** GOAL A **
Find every line in the entries that contains the string "underside", and copy each one out. Case counts.

Spending Our Way Out



The federal stimulus, spending and bailout plans which have emerged in response to the current financial crisis are so convoluted and numerous that it's nearly impossible to add them all up. As best as I can tell, when you add up the $700 billion Wall Street bailout (officially the Troubled Asset Relief Program or "TARP"), the $789 billion stimulus plan (officially the American Recovery and Reinvestment Act), and the life rings tossed to Fannie Mae, Freddie Mac, AIG, Bear Stearns, the Detroit automakers, etc., the whole kit and caboodle is in the range of $2.5 trillion. That's a mind boggling figure. But what does a number like that mean? What it basically means is that the federal government will spend about $22,000 for each and every household in the US over the next two-and-a-half years. A large portion of those dollars will be sent down to the various State governments for them to dole out.



So, where will the federal government get all this money it plans to spend? Simple: borrow it. The US Treasury will enter the global capital markets and sell an unprecedented volume of US treasury bonds. If experience of the last several years is any guide, 25% of those bonds will be purchased ultimately by private investors, 25% by foreigners and foreign governments, and the remaining 50% by various arms of the US government, including the Federal Reserve Bank. This phenomenon of having one arm of the US government selling bonds to another arm of the US government is what is sometimes called "printing money." Printing money in this manner is a sure-fire way to create future price inflation, as too much money starts chasing too few goods.

** GOAL B **
Translate this sentence from the article on federal stimulus spending into Spanish: "The US Treasury will enter the global capital markets and sell an unprecedented volume of US treasury bonds."

** TASK MATERIAL **
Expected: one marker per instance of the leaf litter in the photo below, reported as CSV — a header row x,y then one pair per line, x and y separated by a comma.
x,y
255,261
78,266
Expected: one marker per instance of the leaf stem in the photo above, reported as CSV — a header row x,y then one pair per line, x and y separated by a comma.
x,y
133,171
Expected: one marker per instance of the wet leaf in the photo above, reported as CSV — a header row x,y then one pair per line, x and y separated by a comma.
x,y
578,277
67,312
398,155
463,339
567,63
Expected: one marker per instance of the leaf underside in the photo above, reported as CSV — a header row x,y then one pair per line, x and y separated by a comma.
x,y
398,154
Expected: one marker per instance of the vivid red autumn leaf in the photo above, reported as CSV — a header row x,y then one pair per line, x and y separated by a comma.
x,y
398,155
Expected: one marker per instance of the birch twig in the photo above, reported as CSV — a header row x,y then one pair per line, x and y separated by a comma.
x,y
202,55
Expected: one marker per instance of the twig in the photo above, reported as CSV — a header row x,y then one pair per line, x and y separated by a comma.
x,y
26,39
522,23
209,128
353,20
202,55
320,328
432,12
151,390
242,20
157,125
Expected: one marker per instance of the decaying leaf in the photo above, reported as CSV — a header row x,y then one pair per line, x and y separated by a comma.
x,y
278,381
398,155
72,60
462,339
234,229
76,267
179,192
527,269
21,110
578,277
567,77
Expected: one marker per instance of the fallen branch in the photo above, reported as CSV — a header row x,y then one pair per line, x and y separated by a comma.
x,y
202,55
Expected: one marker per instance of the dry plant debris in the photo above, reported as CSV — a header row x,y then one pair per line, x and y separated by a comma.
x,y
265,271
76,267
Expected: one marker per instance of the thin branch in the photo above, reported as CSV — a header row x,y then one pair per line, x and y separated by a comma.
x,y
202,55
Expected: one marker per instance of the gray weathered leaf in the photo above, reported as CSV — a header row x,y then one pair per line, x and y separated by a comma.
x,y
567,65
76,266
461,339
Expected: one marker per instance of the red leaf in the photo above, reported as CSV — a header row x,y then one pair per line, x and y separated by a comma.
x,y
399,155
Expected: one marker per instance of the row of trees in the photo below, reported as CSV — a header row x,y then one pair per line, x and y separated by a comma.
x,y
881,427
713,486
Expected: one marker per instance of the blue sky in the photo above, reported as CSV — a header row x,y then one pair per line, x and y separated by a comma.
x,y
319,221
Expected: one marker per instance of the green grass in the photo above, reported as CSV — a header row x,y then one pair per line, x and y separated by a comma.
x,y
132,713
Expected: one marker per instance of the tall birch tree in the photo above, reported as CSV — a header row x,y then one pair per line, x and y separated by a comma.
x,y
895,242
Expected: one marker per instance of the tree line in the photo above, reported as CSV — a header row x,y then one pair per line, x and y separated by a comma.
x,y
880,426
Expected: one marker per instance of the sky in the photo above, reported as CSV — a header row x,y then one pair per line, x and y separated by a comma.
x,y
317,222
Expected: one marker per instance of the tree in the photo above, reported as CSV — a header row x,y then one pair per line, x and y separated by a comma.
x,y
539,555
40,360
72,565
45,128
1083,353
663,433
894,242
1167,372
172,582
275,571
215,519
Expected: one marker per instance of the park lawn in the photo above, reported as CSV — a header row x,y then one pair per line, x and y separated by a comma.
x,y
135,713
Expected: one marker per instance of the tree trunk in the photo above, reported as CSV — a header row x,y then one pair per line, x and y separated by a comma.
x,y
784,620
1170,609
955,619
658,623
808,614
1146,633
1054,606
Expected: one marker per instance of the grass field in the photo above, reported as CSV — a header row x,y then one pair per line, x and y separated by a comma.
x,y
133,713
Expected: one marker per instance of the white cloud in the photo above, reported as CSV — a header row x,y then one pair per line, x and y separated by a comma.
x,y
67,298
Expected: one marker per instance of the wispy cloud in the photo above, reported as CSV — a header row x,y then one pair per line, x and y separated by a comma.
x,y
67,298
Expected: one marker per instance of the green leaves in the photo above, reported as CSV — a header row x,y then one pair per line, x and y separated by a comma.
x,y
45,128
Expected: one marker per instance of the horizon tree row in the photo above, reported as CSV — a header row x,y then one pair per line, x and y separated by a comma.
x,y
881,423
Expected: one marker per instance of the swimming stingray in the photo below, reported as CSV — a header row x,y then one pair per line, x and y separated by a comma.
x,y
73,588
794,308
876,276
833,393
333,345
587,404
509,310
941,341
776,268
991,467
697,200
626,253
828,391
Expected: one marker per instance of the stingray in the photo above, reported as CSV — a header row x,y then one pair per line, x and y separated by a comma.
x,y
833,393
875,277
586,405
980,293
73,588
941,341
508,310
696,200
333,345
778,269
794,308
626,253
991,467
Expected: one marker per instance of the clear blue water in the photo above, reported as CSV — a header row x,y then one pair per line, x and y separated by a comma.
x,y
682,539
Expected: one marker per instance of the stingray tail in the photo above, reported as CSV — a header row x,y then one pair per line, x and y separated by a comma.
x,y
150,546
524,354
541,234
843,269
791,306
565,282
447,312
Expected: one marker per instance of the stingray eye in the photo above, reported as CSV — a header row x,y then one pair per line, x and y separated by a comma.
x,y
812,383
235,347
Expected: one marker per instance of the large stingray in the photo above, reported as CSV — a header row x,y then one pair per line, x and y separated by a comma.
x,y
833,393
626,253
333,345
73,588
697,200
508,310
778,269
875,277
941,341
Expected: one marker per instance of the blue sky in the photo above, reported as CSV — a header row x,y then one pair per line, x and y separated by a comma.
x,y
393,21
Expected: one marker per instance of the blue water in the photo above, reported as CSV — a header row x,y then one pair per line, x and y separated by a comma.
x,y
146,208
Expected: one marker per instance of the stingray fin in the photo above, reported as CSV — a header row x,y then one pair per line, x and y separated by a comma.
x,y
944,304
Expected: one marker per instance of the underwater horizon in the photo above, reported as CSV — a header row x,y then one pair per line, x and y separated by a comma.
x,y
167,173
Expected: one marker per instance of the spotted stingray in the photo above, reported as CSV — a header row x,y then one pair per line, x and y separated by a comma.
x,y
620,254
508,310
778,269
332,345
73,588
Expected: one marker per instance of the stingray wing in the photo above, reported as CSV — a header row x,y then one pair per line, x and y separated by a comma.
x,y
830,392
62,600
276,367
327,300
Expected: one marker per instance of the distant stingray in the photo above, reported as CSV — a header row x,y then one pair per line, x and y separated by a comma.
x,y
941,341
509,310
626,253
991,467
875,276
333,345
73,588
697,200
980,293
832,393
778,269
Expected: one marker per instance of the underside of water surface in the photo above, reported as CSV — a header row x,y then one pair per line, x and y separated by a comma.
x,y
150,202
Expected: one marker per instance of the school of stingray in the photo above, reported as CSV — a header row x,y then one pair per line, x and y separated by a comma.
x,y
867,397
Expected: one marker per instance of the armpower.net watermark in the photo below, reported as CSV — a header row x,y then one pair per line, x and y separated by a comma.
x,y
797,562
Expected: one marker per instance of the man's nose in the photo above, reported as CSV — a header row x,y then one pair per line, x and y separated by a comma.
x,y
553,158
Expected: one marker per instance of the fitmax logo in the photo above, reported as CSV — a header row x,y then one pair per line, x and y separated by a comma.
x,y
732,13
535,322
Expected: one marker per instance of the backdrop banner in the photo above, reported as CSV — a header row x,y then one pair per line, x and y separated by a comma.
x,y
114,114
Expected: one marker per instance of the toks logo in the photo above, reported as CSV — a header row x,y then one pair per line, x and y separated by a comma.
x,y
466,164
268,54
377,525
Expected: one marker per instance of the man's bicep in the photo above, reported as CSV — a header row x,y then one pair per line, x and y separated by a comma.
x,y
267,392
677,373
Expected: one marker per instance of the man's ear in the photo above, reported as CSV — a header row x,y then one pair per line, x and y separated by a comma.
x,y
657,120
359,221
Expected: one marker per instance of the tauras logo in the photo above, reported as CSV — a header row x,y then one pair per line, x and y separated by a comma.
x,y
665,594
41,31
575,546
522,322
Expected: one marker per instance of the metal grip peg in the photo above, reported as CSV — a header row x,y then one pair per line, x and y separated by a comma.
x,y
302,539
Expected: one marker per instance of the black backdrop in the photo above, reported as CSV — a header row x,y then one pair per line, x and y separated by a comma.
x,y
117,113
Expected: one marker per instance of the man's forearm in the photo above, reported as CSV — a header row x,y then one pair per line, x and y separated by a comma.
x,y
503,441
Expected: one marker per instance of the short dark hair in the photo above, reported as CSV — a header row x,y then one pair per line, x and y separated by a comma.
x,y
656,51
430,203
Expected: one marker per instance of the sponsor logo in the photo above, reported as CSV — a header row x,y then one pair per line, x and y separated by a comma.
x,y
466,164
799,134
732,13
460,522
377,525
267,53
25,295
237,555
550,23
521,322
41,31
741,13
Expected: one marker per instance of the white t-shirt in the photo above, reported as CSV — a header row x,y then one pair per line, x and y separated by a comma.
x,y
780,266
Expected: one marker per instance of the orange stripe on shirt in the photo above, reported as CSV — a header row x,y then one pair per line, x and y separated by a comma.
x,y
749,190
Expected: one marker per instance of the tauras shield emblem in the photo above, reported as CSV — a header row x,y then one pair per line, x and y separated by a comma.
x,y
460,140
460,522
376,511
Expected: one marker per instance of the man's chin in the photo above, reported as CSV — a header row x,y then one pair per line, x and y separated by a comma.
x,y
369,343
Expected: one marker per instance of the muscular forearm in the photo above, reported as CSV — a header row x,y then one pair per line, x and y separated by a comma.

** ANSWER A **
Expected: one marker per instance of the leaf underside in the photo above, reported as CSV — a header row x,y then one pair per line, x and y separated by a comma.
Expected: one marker per instance of the underside of water surface in the photo above, reported as CSV — a header row x,y then one pair per line, x and y separated by a comma.

** ANSWER B **
El Tesoro de EE. UU. entrará en los mercados de capital globales y venderá un volumen sin precedentes de bonos del Tesoro estadounidense.